Entries supplied:
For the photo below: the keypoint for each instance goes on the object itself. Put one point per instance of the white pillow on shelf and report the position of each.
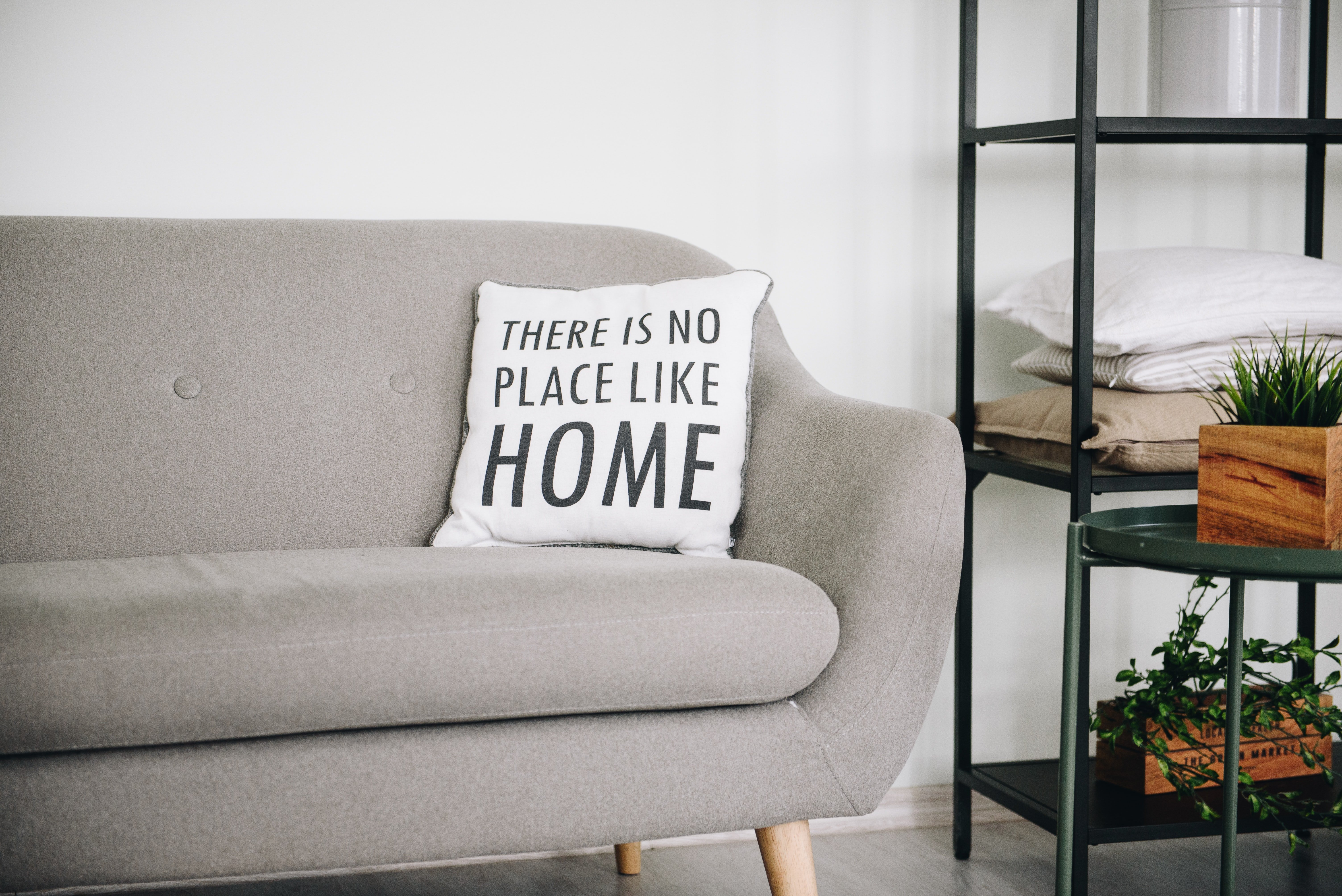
(1192, 368)
(1168, 298)
(614, 415)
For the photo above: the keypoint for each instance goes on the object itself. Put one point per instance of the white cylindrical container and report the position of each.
(1224, 58)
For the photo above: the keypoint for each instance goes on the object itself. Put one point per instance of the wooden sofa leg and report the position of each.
(629, 858)
(787, 859)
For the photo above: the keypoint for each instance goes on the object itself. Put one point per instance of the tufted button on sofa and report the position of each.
(226, 650)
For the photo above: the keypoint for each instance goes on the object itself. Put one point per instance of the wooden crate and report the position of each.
(1265, 758)
(1270, 486)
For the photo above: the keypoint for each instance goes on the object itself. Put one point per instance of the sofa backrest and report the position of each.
(217, 386)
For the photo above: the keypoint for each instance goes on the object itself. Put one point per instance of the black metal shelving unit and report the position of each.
(1104, 813)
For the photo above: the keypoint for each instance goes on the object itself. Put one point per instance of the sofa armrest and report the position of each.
(868, 502)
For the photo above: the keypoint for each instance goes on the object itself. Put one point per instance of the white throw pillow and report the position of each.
(1167, 298)
(617, 415)
(1192, 368)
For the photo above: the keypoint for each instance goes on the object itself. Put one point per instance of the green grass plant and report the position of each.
(1286, 386)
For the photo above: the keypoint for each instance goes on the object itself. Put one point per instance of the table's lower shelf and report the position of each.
(1030, 789)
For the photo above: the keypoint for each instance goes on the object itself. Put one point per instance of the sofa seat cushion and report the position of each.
(210, 647)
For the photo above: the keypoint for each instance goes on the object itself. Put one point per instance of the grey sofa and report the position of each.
(226, 651)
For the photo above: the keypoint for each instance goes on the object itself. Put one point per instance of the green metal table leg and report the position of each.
(1071, 716)
(1234, 685)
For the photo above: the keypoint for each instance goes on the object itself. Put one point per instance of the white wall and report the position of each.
(811, 140)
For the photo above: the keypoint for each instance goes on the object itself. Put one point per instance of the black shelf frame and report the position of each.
(1094, 803)
(1117, 816)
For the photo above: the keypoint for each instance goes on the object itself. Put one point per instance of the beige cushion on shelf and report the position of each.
(1136, 432)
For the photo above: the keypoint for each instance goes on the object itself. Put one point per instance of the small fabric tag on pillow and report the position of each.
(615, 415)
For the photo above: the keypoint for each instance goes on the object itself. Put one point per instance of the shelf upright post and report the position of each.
(1083, 345)
(1316, 159)
(965, 418)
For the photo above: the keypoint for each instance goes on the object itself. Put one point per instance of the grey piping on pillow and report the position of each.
(745, 459)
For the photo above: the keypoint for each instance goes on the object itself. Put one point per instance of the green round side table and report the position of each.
(1161, 538)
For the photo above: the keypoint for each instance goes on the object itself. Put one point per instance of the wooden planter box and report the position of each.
(1273, 756)
(1270, 486)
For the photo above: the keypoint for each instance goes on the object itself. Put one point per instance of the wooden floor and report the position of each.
(1013, 859)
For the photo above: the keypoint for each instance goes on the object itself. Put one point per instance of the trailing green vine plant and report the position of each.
(1178, 698)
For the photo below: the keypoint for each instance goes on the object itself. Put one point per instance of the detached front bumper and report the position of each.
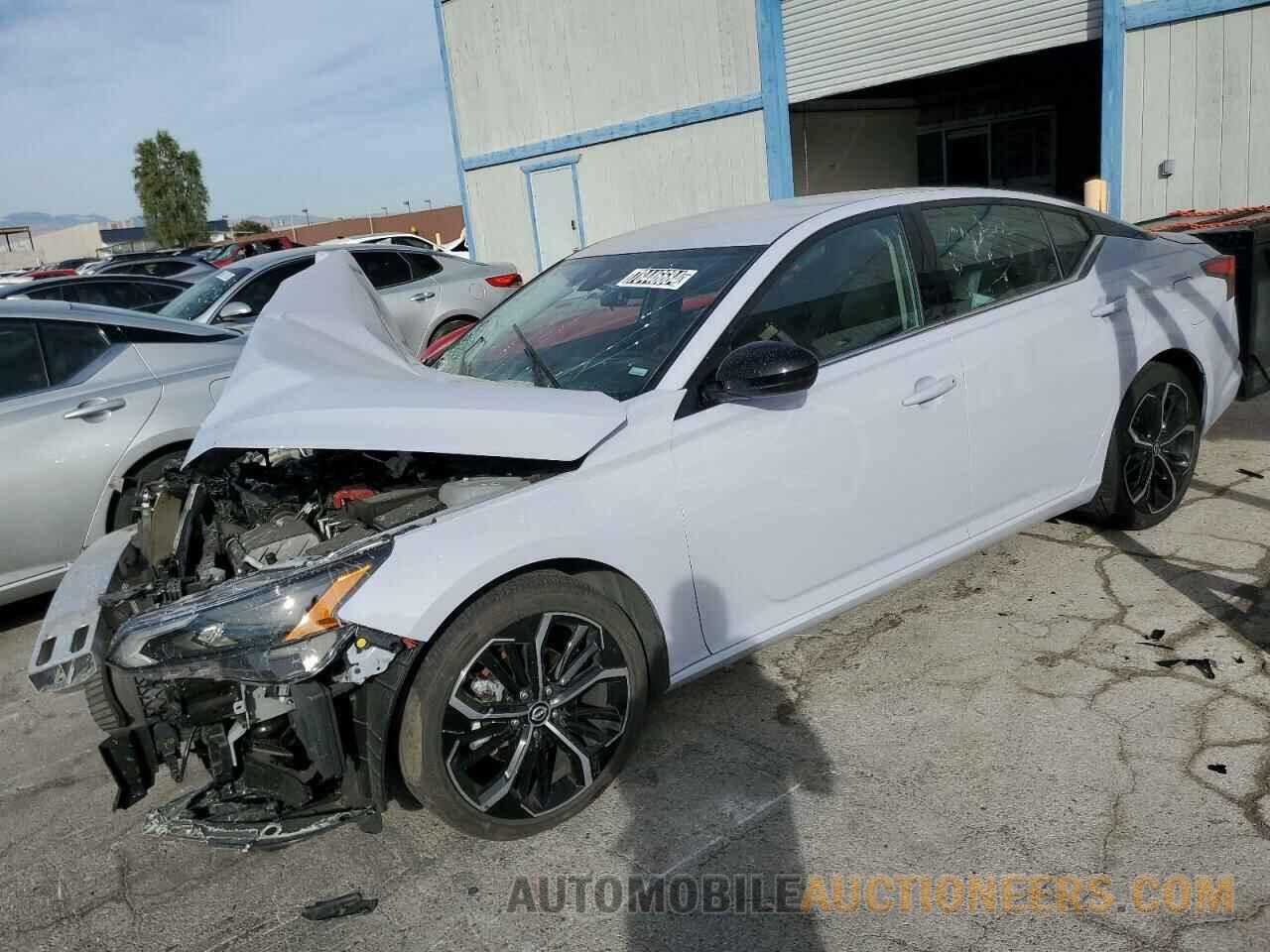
(285, 761)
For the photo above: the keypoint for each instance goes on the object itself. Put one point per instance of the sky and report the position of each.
(324, 104)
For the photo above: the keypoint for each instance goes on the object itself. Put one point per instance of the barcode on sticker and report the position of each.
(663, 278)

Exercise directions:
Convert the lines into a numbered list, starting at the line that contains "crate and report the position of each." and ending at the line that contains "(1286, 386)", with blank lines omitted.

Result of this exercise:
1. For the photo above: the keypoint for each instance goes on the object itself. Put one point per instance of the wooden crate and report the position of each.
2. (1265, 758)
3. (1270, 486)
4. For the photo above: the keypoint for each instance goes on the object itself. Put one point per instance of the sofa backrest and report the position of each.
5. (217, 386)
6. For the photo above: the keypoint for each instance goes on the object itself. Put one point per instance of the black metal shelving unit and report the position of each.
7. (1104, 813)
8. For the photo above: the keypoint for each instance goes on the object itself. Put one point per instance of the sofa armrest and report the position of each.
9. (868, 502)
10. For the photo above: the keypoint for each instance goes on the object itself. Put one point per instance of the white throw pillow and report the position of each.
11. (1167, 298)
12. (617, 415)
13. (1192, 368)
14. For the photo above: the keypoint for each instance goes on the object itself. Put one point per instance of the green grass plant and report the position of each.
15. (1286, 386)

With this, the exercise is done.